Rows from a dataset
+++
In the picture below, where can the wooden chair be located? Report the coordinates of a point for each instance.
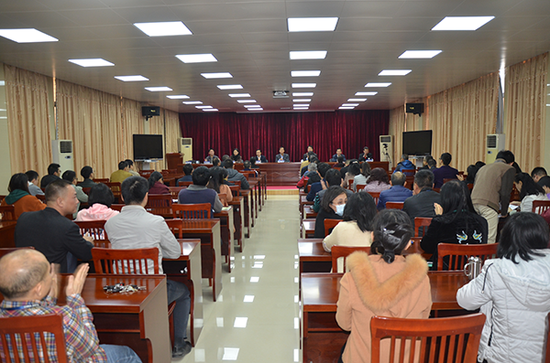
(540, 206)
(7, 213)
(454, 339)
(343, 252)
(31, 332)
(192, 211)
(330, 224)
(421, 222)
(458, 254)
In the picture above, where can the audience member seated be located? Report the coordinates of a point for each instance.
(365, 155)
(234, 175)
(456, 221)
(121, 174)
(88, 174)
(20, 197)
(156, 184)
(198, 193)
(282, 157)
(134, 228)
(513, 291)
(53, 174)
(100, 200)
(332, 207)
(218, 182)
(334, 157)
(362, 177)
(187, 171)
(356, 228)
(33, 177)
(421, 204)
(404, 164)
(397, 192)
(537, 173)
(529, 191)
(51, 233)
(384, 284)
(29, 286)
(378, 181)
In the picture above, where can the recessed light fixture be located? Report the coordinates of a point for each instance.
(462, 22)
(28, 35)
(217, 75)
(136, 78)
(312, 24)
(229, 86)
(158, 89)
(419, 54)
(196, 58)
(304, 85)
(394, 72)
(305, 73)
(163, 29)
(307, 54)
(92, 62)
(378, 84)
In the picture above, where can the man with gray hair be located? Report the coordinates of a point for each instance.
(397, 193)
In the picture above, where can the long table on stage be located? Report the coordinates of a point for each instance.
(322, 338)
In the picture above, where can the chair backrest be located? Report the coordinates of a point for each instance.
(343, 252)
(454, 339)
(330, 224)
(419, 222)
(125, 262)
(540, 206)
(192, 211)
(96, 229)
(29, 333)
(459, 254)
(394, 205)
(7, 212)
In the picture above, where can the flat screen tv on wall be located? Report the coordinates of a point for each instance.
(147, 147)
(417, 142)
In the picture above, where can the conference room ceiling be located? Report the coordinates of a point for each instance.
(250, 40)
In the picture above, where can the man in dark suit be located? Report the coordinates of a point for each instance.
(51, 233)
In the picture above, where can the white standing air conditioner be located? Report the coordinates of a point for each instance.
(185, 147)
(495, 143)
(386, 148)
(62, 154)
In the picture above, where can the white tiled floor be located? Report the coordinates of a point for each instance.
(255, 318)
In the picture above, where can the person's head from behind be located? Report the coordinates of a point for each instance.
(134, 190)
(87, 172)
(25, 274)
(361, 208)
(446, 159)
(188, 169)
(392, 232)
(19, 181)
(201, 176)
(507, 156)
(61, 196)
(523, 235)
(54, 169)
(101, 194)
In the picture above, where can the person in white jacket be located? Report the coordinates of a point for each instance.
(513, 291)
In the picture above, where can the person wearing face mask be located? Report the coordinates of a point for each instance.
(332, 207)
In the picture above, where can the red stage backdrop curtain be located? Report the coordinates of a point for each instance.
(325, 131)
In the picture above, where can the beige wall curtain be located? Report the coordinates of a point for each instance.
(28, 109)
(525, 106)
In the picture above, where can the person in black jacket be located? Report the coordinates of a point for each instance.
(455, 222)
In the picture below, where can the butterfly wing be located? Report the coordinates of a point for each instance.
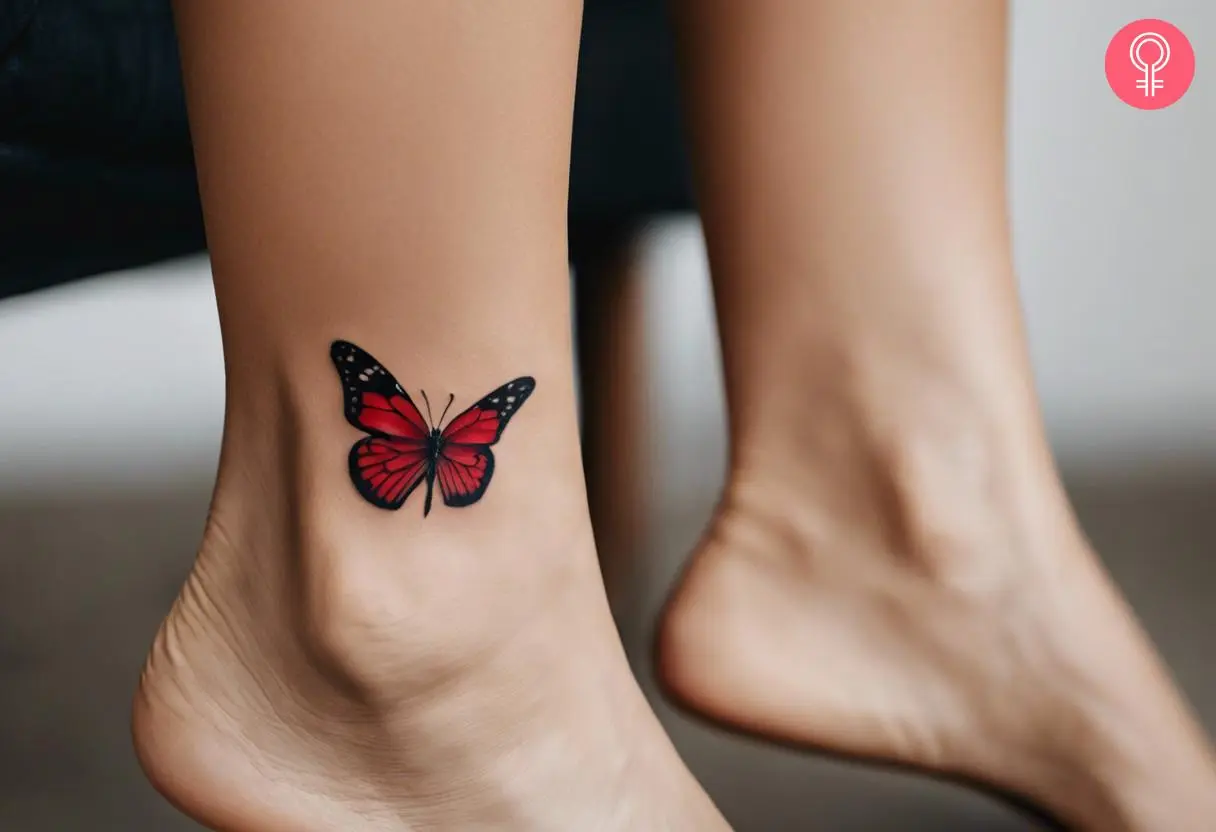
(387, 471)
(372, 398)
(394, 460)
(465, 464)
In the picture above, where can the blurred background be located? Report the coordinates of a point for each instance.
(111, 391)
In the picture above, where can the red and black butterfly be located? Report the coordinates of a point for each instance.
(404, 450)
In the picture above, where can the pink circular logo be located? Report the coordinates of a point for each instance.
(1149, 63)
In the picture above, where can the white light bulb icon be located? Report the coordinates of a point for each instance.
(1150, 83)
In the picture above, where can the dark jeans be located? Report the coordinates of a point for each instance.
(95, 161)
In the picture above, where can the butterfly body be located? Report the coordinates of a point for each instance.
(404, 450)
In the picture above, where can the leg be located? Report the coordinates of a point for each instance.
(894, 569)
(394, 175)
(609, 346)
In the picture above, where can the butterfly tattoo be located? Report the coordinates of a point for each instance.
(403, 450)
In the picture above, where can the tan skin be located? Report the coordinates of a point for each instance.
(397, 176)
(894, 569)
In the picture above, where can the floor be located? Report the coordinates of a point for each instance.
(85, 578)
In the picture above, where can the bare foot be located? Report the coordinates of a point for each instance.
(938, 631)
(333, 667)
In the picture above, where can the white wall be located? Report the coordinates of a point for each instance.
(1114, 217)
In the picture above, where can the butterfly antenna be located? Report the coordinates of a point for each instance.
(427, 402)
(451, 397)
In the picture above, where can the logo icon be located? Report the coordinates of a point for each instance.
(1149, 63)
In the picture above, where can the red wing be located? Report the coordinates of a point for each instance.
(386, 471)
(484, 422)
(373, 400)
(463, 473)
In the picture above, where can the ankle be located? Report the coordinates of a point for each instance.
+++
STATED GOAL
Return every one of the rows above word for word, leaving out the pictures.

OUTPUT BELOW
In the picture below, where can the wooden chair be located? Report the coordinates of a point for each instance.
(540, 206)
(7, 213)
(454, 339)
(343, 252)
(31, 332)
(192, 211)
(330, 224)
(421, 222)
(458, 254)
In the picture above, where can the audience member seated be located? Report the coordinates of a point for each instance.
(365, 155)
(234, 175)
(456, 221)
(121, 174)
(88, 174)
(20, 197)
(156, 184)
(198, 193)
(282, 157)
(134, 228)
(513, 291)
(53, 174)
(100, 200)
(332, 207)
(218, 182)
(334, 157)
(362, 177)
(187, 171)
(356, 228)
(33, 177)
(421, 204)
(404, 164)
(397, 192)
(537, 173)
(529, 191)
(51, 233)
(384, 284)
(29, 286)
(378, 181)
In the picture above, where can the recessed light fixture be located? Report the coordinates of a point for each instance.
(462, 22)
(28, 35)
(217, 75)
(136, 78)
(312, 24)
(229, 86)
(158, 89)
(419, 54)
(196, 58)
(304, 85)
(394, 72)
(305, 73)
(163, 29)
(307, 54)
(92, 62)
(378, 84)
In the picture above, where can the man with gray hair be located? Report the coordinates of a point for each instance.
(397, 193)
In the picture above, where can the long table on stage be located? Report the coordinates of a point for each instance.
(322, 338)
In the picture above, where can the chair backrest be located? Report the coordinates of a point for each instance.
(343, 252)
(454, 339)
(330, 224)
(419, 222)
(125, 262)
(540, 206)
(192, 211)
(96, 229)
(29, 333)
(459, 254)
(394, 205)
(7, 212)
In the picture above, where can the flat screen tv on wall be located? Report the coordinates of a point for each instance.
(147, 147)
(417, 142)
In the picture above, where can the conference room ceiling be located? Report the coordinates of a point for each instance.
(250, 40)
In the picture above, where can the man in dark suit be located? Report the coordinates of a point for each instance.
(51, 233)
In the picture above, where can the white standing air conditioner be located? Report the coordinates of a point for each instance.
(185, 147)
(495, 143)
(386, 148)
(62, 154)
In the picture above, where can the white tiled floor be located? Report the coordinates of a point for each instance.
(255, 318)
In the picture above, where can the person's head from behind be located? Report the coordinates of a point for each instance.
(134, 190)
(87, 172)
(25, 274)
(361, 208)
(446, 159)
(188, 169)
(392, 232)
(19, 181)
(201, 176)
(507, 156)
(61, 196)
(523, 235)
(54, 169)
(101, 194)
In the picture above, where can the person in white jacket be located? Report the coordinates of a point for each instance.
(513, 291)
In the picture above, where can the person wearing face mask be located? Report the coordinates of a point for each instance.
(332, 207)
In the picture above, where can the red stage backdrop curtain be located? Report the coordinates of a point for each instance.
(325, 131)
In the picture above, where can the beige wall curtain be located? Report the coordinates of a point for each instance.
(28, 109)
(525, 106)
In the picture above, where can the person in black jacket be located? Report the coordinates of a point for each instance.
(455, 222)
In the picture below, where can the butterfly wing be located? Report the coordinates of a point for each instance.
(387, 471)
(372, 398)
(394, 460)
(465, 464)
In the picture above, where can the blurred background be located? Report the coordinates of a point for each instance.
(111, 391)
In the picture above, where can the red and black butterfly be located? Report the coordinates of a point for each instance.
(404, 450)
In the picture above, where can the pink circular logo be located? Report the coordinates of a point for each instance.
(1149, 63)
In the picture above, where can the white light bulb icon be located? Report the coordinates of a point for each instance.
(1150, 83)
In the picture above, where can the dark jeans be located? Report the coordinates of a point for each instance.
(95, 161)
In the picture above, where can the butterfly body be located? Report the coordinates of a point for each instance.
(404, 450)
In the picture above, where can the leg be located? Report the coordinates of a point for each instance.
(894, 569)
(394, 175)
(609, 346)
In the picture above, where can the butterfly tattoo be located? Report the coordinates of a point for each instance.
(403, 450)
In the picture above, where can the tan skin be located? Report the coordinates of a point for each instance.
(397, 176)
(894, 569)
In the picture above, where can the floor be located? Report the coordinates of a point for each instance.
(85, 578)
In the picture above, where can the bare foot be located? Report the coordinates of a point for each instance.
(938, 631)
(333, 667)
In the picture above, where can the white wall be located? Report the coordinates of a point for each instance.
(1114, 217)
In the picture above, where can the butterfly antenna be located? Report the coordinates of a point for each instance.
(427, 402)
(451, 397)
In the picture above, where can the logo icon be located? Report the coordinates of a point for each instance.
(1149, 63)
In the picture above, where can the red wing be located? Report the coordinates of a point for each instance.
(386, 471)
(484, 422)
(373, 400)
(463, 473)
In the picture above, where can the ankle be located? Report the coordinates of a point for each instance.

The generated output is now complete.